• _Available data_:

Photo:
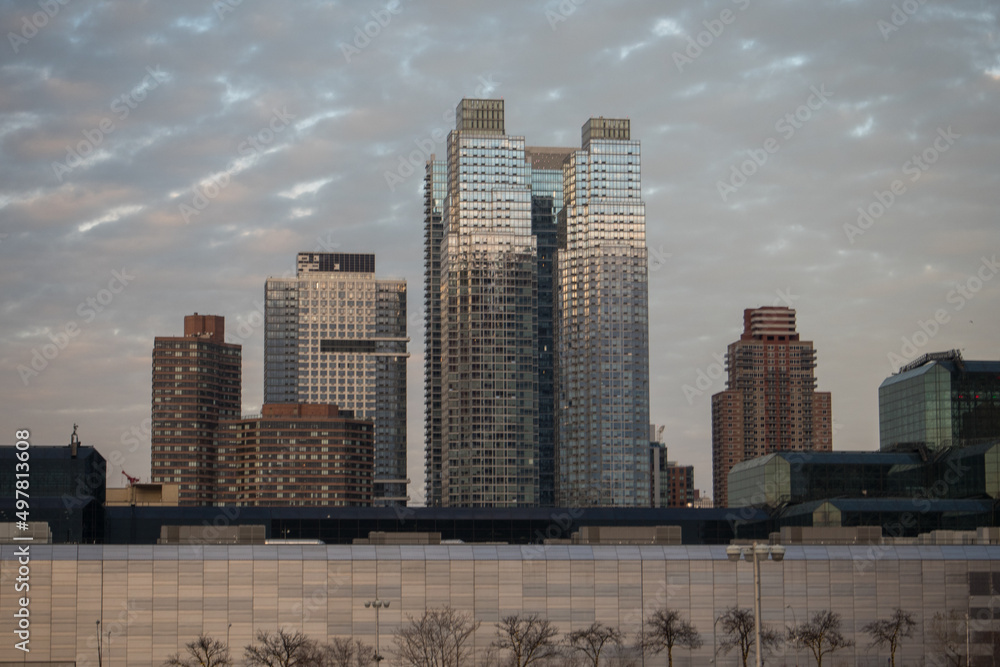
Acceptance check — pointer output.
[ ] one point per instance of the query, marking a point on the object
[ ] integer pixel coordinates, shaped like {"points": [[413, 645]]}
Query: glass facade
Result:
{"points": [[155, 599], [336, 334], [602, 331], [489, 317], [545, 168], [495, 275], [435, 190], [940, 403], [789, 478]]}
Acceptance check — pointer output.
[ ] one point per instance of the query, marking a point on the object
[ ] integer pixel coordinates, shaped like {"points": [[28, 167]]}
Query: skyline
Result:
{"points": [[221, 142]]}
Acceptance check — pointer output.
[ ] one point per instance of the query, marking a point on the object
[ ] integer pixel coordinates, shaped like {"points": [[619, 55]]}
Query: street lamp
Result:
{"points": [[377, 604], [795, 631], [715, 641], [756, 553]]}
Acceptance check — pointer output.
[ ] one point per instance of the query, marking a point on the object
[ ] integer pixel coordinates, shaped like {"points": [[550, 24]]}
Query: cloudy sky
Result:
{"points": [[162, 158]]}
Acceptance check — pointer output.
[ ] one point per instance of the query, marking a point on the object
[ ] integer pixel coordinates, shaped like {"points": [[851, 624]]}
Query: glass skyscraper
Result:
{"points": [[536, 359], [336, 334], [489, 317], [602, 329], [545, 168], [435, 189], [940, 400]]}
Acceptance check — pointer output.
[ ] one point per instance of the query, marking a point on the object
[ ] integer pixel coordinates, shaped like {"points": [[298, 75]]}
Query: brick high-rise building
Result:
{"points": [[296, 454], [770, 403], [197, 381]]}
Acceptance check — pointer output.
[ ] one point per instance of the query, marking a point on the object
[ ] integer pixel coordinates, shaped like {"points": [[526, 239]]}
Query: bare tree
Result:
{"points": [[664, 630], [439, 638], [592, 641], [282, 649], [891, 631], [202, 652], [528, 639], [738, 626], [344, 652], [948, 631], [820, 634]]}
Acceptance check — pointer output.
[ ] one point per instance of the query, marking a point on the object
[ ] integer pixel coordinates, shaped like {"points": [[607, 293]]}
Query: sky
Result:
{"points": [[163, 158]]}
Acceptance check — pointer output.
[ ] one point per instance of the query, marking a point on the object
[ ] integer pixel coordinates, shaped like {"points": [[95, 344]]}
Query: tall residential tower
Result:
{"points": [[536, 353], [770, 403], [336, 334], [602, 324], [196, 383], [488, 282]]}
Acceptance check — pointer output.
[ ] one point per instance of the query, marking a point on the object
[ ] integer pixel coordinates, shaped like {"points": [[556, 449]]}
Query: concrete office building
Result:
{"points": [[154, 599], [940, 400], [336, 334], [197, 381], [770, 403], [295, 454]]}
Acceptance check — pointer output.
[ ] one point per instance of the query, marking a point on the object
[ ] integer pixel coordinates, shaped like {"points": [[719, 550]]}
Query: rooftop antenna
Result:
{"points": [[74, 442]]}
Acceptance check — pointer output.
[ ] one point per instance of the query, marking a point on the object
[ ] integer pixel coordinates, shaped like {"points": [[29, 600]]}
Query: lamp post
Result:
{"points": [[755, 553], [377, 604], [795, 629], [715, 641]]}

==

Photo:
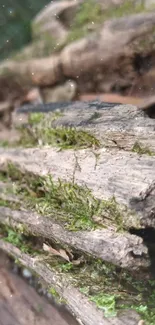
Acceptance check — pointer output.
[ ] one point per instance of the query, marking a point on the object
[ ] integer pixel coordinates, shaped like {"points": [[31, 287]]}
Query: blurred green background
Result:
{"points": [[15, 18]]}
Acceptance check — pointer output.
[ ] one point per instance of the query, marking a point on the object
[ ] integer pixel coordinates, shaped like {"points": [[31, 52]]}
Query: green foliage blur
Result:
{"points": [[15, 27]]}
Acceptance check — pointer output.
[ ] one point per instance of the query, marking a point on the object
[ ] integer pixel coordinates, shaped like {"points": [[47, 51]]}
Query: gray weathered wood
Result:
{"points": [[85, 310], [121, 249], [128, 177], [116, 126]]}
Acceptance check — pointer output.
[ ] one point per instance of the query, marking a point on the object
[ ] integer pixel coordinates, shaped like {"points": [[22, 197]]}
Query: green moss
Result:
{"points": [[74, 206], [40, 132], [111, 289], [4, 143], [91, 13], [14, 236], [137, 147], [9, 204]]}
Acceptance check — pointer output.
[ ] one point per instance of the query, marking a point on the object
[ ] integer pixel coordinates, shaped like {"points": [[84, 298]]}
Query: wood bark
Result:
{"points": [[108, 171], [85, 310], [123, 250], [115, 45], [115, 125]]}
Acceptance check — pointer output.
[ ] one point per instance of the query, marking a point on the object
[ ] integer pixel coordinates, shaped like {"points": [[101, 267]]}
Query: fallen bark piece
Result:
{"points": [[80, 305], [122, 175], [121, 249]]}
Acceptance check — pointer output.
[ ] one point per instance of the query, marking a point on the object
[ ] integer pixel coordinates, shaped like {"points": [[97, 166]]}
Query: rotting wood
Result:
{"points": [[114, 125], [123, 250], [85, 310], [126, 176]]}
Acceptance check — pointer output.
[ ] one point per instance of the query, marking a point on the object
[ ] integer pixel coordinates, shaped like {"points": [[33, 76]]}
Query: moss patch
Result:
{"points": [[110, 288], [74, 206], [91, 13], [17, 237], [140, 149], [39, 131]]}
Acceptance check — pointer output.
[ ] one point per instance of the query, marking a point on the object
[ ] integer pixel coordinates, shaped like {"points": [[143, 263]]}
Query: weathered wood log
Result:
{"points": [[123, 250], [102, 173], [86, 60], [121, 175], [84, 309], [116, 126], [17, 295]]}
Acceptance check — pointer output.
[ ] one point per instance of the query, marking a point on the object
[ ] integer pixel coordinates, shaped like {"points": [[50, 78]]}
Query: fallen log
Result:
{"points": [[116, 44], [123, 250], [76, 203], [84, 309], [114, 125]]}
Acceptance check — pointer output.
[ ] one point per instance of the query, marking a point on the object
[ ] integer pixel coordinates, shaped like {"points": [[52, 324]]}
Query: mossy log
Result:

• _Work item_: Using the listing above, state the number of lines that hold "bark", with no other text.

• _Problem solution_: 2